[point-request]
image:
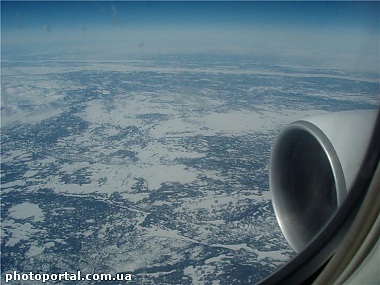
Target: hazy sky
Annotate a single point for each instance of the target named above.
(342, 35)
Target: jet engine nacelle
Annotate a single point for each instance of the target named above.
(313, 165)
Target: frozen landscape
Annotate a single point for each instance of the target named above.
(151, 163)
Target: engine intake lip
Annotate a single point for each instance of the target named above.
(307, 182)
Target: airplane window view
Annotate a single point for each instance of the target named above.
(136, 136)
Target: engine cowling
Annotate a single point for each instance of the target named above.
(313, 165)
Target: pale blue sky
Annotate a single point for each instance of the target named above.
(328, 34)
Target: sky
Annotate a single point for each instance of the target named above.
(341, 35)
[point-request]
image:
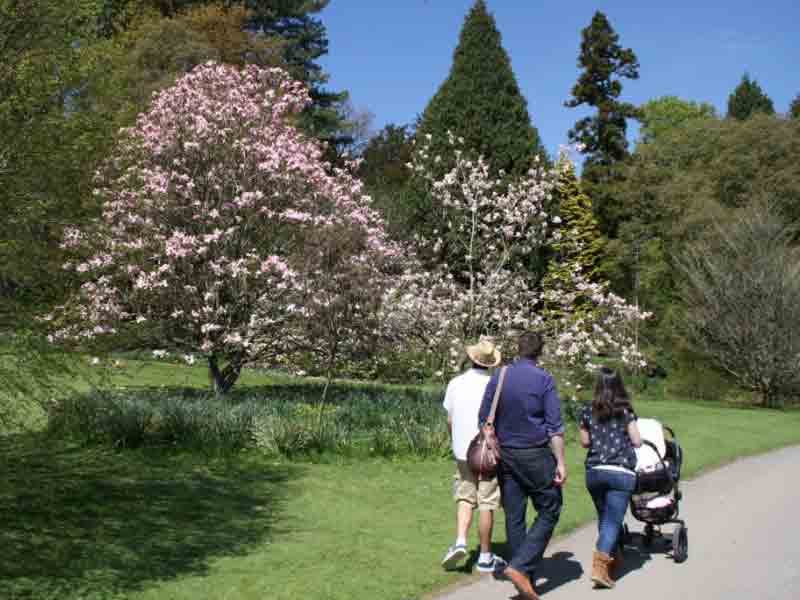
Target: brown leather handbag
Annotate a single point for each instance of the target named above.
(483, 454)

___

== WHAT TO WORK ON ==
Rewrite the records above, starting with the line that contains "Target: engine intake lip" and going on through the end of the records, with "Annotate" replaced by "Mark" and all else unchanged. Leave the pictures out.

== EXERCISE ANSWER ==
Target: engine intake lip
Mark a single point for each instance of the target named above.
(307, 182)
Target: airplane window view
Mark a single point for each instance of the target named above.
(136, 136)
Target: engine cowling
Mark a single point for each instance of the target named above.
(313, 165)
Target: pale blue sky
Mark a single point for each instance of the target named above.
(328, 34)
Target: sky
Mark a single point for each instance of the target named above.
(341, 35)
[point-request]
image:
Target: brown leather handbag
Mark a single point for each instance of the target named above.
(483, 454)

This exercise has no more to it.